▶ [TRECHO FORNECIDO]

---------------

No “tudo dito e claro” da história da Igreja viceja uma recusa ao direito alheio de exercício do espírito crítico a respeito de uma questão que lhe é muito próxima, deixando as portas abertas para o partidarismo simplista e a cooptação passiva. Por vezes, a recusa parte do educador, seja porque ele mesmo é um homem de fé e confunde a Igreja cristã e sua deidade, seja porque não tem fé e quer confundir a Igreja e todo e qualquer poder e opressão. Assim, e defende uma visão monolítica da Igreja, dotada de uma consciência unívoca orientada para a manipulação do pensamento das “massas” e a exploração das riquezas materiais por elas produzidas. Delineia-se um perfil que por si só constrói a mais crédula imagem da Igreja, como realidade que irrompe miraculosamente na história, tão madura quanto Palas brotando da cabeça de Zeus. Quanto a seu papel ideológico, ele é construído seja pelas autoridades que cedo se estabelecem no corpo da Igreja, seja pelas circunstâncias que oferecem oportunidade de aproximação e afastamento das diversas forças sociais. É por isso que, no senso comum, do qual participam muitos educadores, a história da Igreja na Idade Média simplesmente não existe. Ou seja, é uma desconstrução. Para o bem e para o mal, um ocultamento com o qual o educador precisa passar a lidar. A história da Igreja tem sido mais um alvo de contendas ideológicas – mesmo que o pleito seja o direito à desideologização porque o efeito é a desistoricização do objeto – do que um alvo da reflexão comum.

Pelo que dissemos acima, a história atual da Igreja parece colocar em evidência um problema capital para o historiador de qualquer período, que é a forma como a sua contemporaneidade, fora das teses acadêmicas, pensa a história e, por conseguinte, de que forma o historiador, que entre nós é fundamentalmente um educador, deve investir suas forças para estabelecer um diálogo vivo – mesmo que inelutavelmente restrito - com a sociedade.

---------------

▶ [REGISTROS FORNECIDOS]
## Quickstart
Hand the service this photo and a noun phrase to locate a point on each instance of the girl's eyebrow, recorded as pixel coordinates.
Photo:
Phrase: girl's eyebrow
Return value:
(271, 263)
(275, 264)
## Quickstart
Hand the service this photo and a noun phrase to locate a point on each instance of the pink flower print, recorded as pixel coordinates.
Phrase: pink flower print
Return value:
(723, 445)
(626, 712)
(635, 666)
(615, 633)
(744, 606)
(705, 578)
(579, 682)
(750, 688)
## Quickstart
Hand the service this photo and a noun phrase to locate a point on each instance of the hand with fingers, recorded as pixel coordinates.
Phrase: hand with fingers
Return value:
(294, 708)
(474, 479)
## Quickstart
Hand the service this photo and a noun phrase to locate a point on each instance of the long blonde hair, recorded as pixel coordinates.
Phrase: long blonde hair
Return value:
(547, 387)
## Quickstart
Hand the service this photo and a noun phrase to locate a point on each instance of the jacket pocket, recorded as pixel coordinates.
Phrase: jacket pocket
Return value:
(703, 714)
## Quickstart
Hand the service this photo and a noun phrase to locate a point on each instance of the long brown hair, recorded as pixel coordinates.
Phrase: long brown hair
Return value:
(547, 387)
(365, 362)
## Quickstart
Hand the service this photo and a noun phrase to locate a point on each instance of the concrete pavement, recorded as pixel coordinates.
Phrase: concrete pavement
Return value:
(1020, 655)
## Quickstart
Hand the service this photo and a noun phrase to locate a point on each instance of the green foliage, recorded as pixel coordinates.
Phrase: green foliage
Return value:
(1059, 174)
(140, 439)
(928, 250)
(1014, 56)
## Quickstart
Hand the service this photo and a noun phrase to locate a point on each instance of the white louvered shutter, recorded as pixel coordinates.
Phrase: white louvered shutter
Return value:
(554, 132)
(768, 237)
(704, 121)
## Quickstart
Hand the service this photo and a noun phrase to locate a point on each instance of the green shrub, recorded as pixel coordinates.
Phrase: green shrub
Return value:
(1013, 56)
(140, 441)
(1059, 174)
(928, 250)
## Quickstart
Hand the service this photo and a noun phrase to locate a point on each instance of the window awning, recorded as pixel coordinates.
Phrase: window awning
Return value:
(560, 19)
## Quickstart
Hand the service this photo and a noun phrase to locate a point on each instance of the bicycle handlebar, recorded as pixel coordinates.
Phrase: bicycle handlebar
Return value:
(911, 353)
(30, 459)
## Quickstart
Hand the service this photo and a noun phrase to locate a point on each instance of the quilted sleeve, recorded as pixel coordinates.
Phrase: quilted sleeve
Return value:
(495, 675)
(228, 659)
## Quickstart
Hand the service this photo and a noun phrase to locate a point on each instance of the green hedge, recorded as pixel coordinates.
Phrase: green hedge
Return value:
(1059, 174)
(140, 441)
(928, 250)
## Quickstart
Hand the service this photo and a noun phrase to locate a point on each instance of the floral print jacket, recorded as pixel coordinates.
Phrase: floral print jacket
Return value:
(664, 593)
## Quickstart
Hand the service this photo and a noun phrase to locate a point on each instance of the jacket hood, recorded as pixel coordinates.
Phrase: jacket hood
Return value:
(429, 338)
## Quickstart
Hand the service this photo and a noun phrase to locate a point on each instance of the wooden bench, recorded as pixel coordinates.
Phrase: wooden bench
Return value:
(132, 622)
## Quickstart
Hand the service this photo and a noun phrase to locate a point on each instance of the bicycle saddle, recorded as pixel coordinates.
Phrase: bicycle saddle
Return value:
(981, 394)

---------------

▶ [INSTRUÇÃO DADA 1] Segundo o trecho sobre a história da Igreja, por que a recusa ao exercício do espírito crítico às vezes parte do próprio educador? Responda em uma a três frases.
▶ [INSTRUÇÃO DADA 2] Repita, sem alterar nada, o trecho sobre a história da Igreja de "Pelo que dissemos" até "com a sociedade.".

▶ [RESULTADO DO EXERCÍCIO 1] Porque o educador pode ser um homem de fé que confunde a Igreja cristã com sua deidade. Ou então não tem fé e quer confundir a Igreja com todo e qualquer poder e opressão.

▶ [RESULTADO DO EXERCÍCIO 2]
Pelo que dissemos acima, a história atual da Igreja parece colocar em evidência um problema capital para o historiador de qualquer período, que é a forma como a sua contemporaneidade, fora das teses acadêmicas, pensa a história e, por conseguinte, de que forma o historiador, que entre nós é fundamentalmente um educador, deve investir suas forças para estabelecer um diálogo vivo – mesmo que inelutavelmente restrito - com a sociedade.